TASK STATEMENT> Each line of data below is to be returned exactly, leaving out any picture.
··· RECORDS FOR PROCESSING ···
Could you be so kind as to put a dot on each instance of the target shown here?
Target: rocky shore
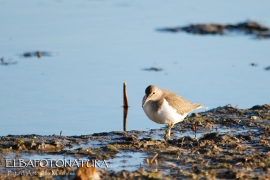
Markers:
(225, 142)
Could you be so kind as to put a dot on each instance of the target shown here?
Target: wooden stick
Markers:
(125, 102)
(125, 107)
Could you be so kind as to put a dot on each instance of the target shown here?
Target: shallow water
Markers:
(97, 45)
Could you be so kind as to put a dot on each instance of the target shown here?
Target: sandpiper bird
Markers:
(165, 107)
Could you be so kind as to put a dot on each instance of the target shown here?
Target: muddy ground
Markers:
(222, 143)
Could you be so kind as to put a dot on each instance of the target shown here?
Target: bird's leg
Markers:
(168, 132)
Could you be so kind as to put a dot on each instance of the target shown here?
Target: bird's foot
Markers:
(167, 136)
(168, 132)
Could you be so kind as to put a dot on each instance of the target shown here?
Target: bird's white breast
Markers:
(165, 115)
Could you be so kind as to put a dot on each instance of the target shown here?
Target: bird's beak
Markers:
(144, 100)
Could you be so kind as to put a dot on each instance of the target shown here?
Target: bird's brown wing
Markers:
(181, 105)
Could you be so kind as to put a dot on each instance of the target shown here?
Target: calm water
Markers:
(98, 45)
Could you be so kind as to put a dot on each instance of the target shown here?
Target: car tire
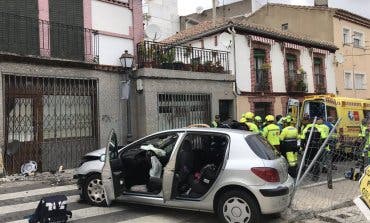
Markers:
(93, 191)
(238, 206)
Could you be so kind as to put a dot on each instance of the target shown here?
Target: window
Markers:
(179, 110)
(284, 26)
(360, 81)
(357, 39)
(319, 77)
(346, 36)
(348, 80)
(291, 61)
(259, 60)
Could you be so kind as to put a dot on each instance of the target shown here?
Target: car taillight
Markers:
(267, 174)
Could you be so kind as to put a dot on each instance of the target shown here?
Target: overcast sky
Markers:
(361, 7)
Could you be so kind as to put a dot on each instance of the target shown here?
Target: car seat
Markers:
(185, 166)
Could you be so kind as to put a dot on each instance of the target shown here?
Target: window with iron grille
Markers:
(177, 110)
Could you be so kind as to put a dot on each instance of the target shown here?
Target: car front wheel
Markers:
(238, 206)
(93, 190)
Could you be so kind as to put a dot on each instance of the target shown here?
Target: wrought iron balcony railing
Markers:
(262, 81)
(30, 36)
(167, 56)
(297, 83)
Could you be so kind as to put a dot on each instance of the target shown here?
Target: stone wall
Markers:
(110, 107)
(219, 86)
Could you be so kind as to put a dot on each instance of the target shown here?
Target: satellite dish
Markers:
(226, 39)
(199, 9)
(339, 58)
(153, 32)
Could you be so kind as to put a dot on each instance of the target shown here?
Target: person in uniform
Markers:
(313, 148)
(259, 123)
(249, 116)
(288, 146)
(271, 132)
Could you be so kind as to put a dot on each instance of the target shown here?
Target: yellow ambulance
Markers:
(351, 110)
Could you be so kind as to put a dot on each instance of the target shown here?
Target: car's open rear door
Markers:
(293, 110)
(112, 182)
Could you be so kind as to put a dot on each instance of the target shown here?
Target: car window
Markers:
(261, 147)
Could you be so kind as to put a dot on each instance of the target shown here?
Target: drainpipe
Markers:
(232, 31)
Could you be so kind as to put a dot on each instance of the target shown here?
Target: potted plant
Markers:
(218, 68)
(167, 59)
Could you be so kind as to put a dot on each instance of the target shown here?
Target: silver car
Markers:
(235, 174)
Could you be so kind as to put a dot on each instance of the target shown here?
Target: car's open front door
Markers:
(112, 182)
(293, 110)
(169, 181)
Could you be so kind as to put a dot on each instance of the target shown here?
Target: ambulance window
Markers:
(331, 112)
(314, 108)
(366, 113)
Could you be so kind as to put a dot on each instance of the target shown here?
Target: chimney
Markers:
(321, 3)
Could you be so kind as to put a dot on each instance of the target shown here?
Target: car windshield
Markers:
(261, 147)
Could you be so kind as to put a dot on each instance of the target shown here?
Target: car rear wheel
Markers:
(238, 206)
(93, 190)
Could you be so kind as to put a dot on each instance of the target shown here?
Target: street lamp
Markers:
(127, 60)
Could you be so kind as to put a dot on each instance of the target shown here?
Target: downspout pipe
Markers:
(232, 31)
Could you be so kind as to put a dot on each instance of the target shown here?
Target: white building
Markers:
(271, 65)
(119, 25)
(163, 16)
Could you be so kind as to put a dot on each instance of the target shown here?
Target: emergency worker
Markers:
(271, 132)
(249, 116)
(216, 123)
(313, 148)
(366, 145)
(288, 146)
(259, 123)
(324, 130)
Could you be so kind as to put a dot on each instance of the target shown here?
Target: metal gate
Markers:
(52, 121)
(177, 110)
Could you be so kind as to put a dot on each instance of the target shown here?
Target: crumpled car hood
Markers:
(97, 153)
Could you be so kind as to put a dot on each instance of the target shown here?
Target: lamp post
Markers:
(127, 60)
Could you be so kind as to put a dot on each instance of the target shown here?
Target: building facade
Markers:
(60, 84)
(269, 65)
(348, 31)
(163, 15)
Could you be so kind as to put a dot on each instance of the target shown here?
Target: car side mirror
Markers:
(102, 158)
(112, 145)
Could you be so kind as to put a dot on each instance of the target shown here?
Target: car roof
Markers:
(212, 130)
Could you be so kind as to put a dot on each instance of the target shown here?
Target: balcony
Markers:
(186, 58)
(297, 83)
(33, 37)
(262, 81)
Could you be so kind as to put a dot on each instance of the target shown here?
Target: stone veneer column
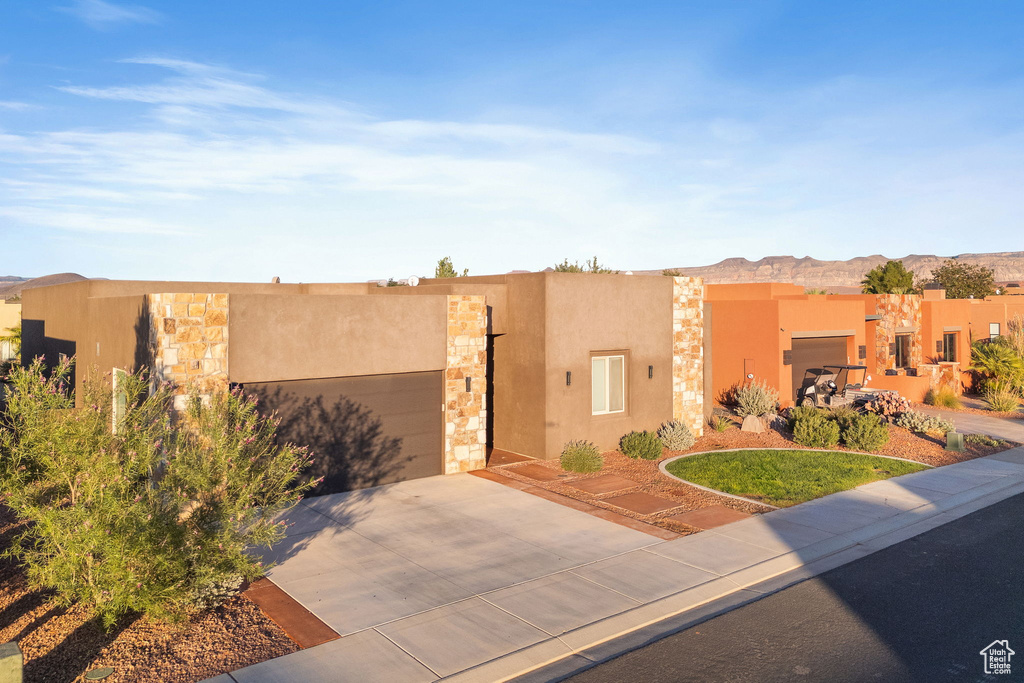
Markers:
(897, 310)
(466, 412)
(687, 352)
(188, 339)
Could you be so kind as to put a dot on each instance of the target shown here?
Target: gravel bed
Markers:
(60, 645)
(902, 443)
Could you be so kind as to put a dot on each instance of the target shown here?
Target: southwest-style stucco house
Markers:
(390, 383)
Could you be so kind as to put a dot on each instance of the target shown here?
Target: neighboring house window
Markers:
(902, 350)
(608, 384)
(949, 346)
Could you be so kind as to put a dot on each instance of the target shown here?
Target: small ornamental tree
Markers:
(150, 515)
(963, 281)
(445, 269)
(892, 278)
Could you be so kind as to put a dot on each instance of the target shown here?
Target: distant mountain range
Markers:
(11, 286)
(843, 275)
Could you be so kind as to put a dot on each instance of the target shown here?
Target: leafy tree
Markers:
(892, 278)
(445, 269)
(150, 515)
(963, 281)
(591, 266)
(13, 338)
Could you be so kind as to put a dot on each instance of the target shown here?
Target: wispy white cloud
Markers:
(229, 157)
(99, 14)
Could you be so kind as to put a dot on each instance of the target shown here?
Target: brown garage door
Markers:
(365, 431)
(815, 352)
···
EXPECTED OUTPUT>
Could you be so kind as to put a dot on each instance of the target shown here?
Target: rocky shore
Markers:
(225, 142)
Could you be so kind as to put a dot on each instance of the target shown here?
Target: wooden stick
Markers:
(125, 102)
(125, 107)
Could you be so kind as to put a dot on each instance of the target shown here?
Target: shallow water
Markers:
(97, 45)
Could you be so kind as to put a dot on each instance of the target shown here?
Target: sandpiper bird
Markers:
(165, 107)
Could you be so kind as to put a dot on each instance of the target shown here?
Target: muddy ground
Markers:
(222, 143)
Could you be so kind as to put a dot on each instance of the target shown here?
Target: bird's leg
Markers:
(168, 132)
Could you be so kind as to put a dot on each instance of the target shown here?
Target: bird's foot
Markers:
(167, 136)
(168, 132)
Could you be so kind as to put a dot on each instance of the target shown here?
Target: bird's white breast
Markers:
(165, 115)
Could you be so kind as to put a dot on each instance of the target shown here?
Target: bird's beak
Markers:
(144, 100)
Could you be so kind as to put a dot on each instance of the target shown here?
Target: bird's brown wing
Markers:
(181, 105)
Could you be so kind as to put a dot on each instance of the target shown here?
Target: calm water
Markers:
(98, 45)
Could you be so kind as to put a dot on each instance of the target shown here?
Target: car tire
Markers:
(93, 191)
(238, 206)
Could you be so kind as to put a dot on each instance of the target shown here?
Target: window
Markers:
(179, 110)
(284, 26)
(360, 81)
(357, 39)
(319, 77)
(346, 36)
(348, 80)
(291, 61)
(259, 60)
Could you be so kind as to put a dot on each instance of the target shown here?
Target: car taillight
Markers:
(267, 174)
Could you be so kind as to put a dot on each instance of the target shown here?
Target: overcast sky
Markers:
(361, 7)
Could you be so kind as to put a dot on each instance of the target shown here?
Target: car seat
Markers:
(185, 166)
Could you be so kind as to put a dot on each instance of the target shown here?
Target: window with iron grille
Markers:
(177, 110)
Could you be so kind as to put a dot on each instance of the target shown here?
Target: car front wheel
Markers:
(238, 206)
(93, 190)
Could you be so kind as to put a dot on each instance of the target shown here?
Target: wrought iron balcony railing
Markers:
(262, 81)
(30, 36)
(167, 56)
(297, 83)
Could you be so kind as to put a dot on each instance of the target shown here?
Target: stone wall
Markers:
(110, 107)
(219, 86)
Could you be so kind as to put a dot on each instance of the target shown here?
Target: satellite dish
Markers:
(226, 39)
(199, 9)
(339, 58)
(153, 32)
Could you be so kind as to put a dot on each instance of the target shown here?
Target: person in uniform
Markers:
(313, 148)
(259, 123)
(249, 116)
(288, 146)
(271, 132)
Could you be so kind as to put a dot on each instance of the target shown here?
Target: yellow ambulance
Markers:
(351, 110)
Could you be so kind as to put a dot on each instance of the target shown here?
Target: car's open rear door
Markers:
(293, 110)
(112, 182)
Could you be so kind as to put a dot on each instance of the target shown here?
Target: car window
Markers:
(261, 147)
Could you be so kind as to put a dot on each instance of the target shown here?
Target: drainpipe
Markers:
(232, 31)
Could you be so kind as to put a dot on each instance of the target shown here?
Target: potted plant
Markers:
(218, 68)
(167, 59)
Could you be so kind as to put a dot on each instance of the target shown here?
Target: silver car
Markers:
(235, 174)
Could you be so kind as to put a dot on each instance of the target shown here?
Target: car's open front door
Markers:
(112, 182)
(293, 110)
(169, 181)
Could you be so kind as to put a dot on each instance of the target shown here?
Target: ambulance window
Markers:
(331, 112)
(314, 108)
(366, 113)
Could you be so kind as to put a dot on each instance of the target shown here?
Target: chimney
Markers:
(321, 3)
Could you be so kind as to put a dot on each instance of the target shown here?
Target: car windshield
Markers:
(261, 147)
Could you be so kind as to put a dot on each instance of the target shown here?
Target: car rear wheel
Markers:
(238, 206)
(93, 190)
Could you be so kind as to put a dot on each instance of the target shown here?
Target: street lamp
Markers:
(127, 60)
Could you be so kind as to put a dot on each instance of the target shown here?
Target: downspout pipe
Markers:
(232, 31)
Could you be so kind as to put a dot on each instance of the target shown here?
Target: white building
Markers:
(271, 65)
(119, 25)
(163, 16)
Could you be so kind as to put a dot on each instance of the target shown here?
Target: emergency worker
Markers:
(271, 132)
(249, 116)
(216, 123)
(313, 148)
(366, 145)
(288, 146)
(259, 123)
(324, 130)
Could you be so kind as to put a dot on each instance of the target shown here?
Target: metal gate
Markers:
(52, 121)
(177, 110)
Could you be so kind as to put a dot on each instance of the target shown here?
Target: crumpled car hood
Markers:
(97, 153)
Could you be so kind as to put a dot on each instance of the target shown here?
Target: lamp post
Markers:
(127, 60)
Could you be so kind as to put a dot on each instance of the target shown here?
Target: building facade
Markers:
(60, 84)
(269, 65)
(348, 31)
(163, 15)
Could you be so kind as to put a dot on each instance of the target shown here?
Target: car side mirror
Markers:
(102, 158)
(112, 145)
Could you be so kind as to put a dot on each instance of the target shown here?
Target: car roof
Markers:
(212, 130)
Could you be so kind as to put a dot on each instance of the target shown here?
Target: balcony
Markers:
(186, 58)
(297, 83)
(33, 37)
(262, 81)
Could you be so kind as to put a dot on each instance of the target shown here?
Target: stone veneer column
Markers:
(897, 310)
(466, 412)
(687, 352)
(188, 339)
Could you be so kind as to put a dot on each instance of the target shown here?
Target: gravel bed
Markers:
(60, 645)
(902, 443)
Could you be so kind as to put a dot on each instance of the target shown here?
Target: southwest-style stucco house
Markers:
(390, 383)
Could you be so kind as to put a dot on each instance of the target shown here?
Target: neighboring house window
Markers:
(902, 350)
(608, 384)
(949, 346)
Could you be so kind as to put a dot on each instance of the target shown here?
Target: small ornamental tree
Markers:
(150, 515)
(963, 281)
(445, 269)
(892, 278)
Could you be so kind as to put a dot on each instance of the target shown here?
Target: distant mountain range
Markers:
(11, 286)
(843, 275)
Could you be so kind as to put a dot on each instance of the target shown here?
Target: leafy tree
Markers:
(892, 278)
(445, 269)
(150, 515)
(963, 281)
(591, 266)
(13, 338)
Could you be so kind as to put a dot on each instance of the target shown here?
Target: wispy white cloud
Markers:
(229, 157)
(99, 14)
Could you be so kind as to put a dot on each instance of the target shown here?
Target: brown garage door
Markers:
(365, 431)
(815, 352)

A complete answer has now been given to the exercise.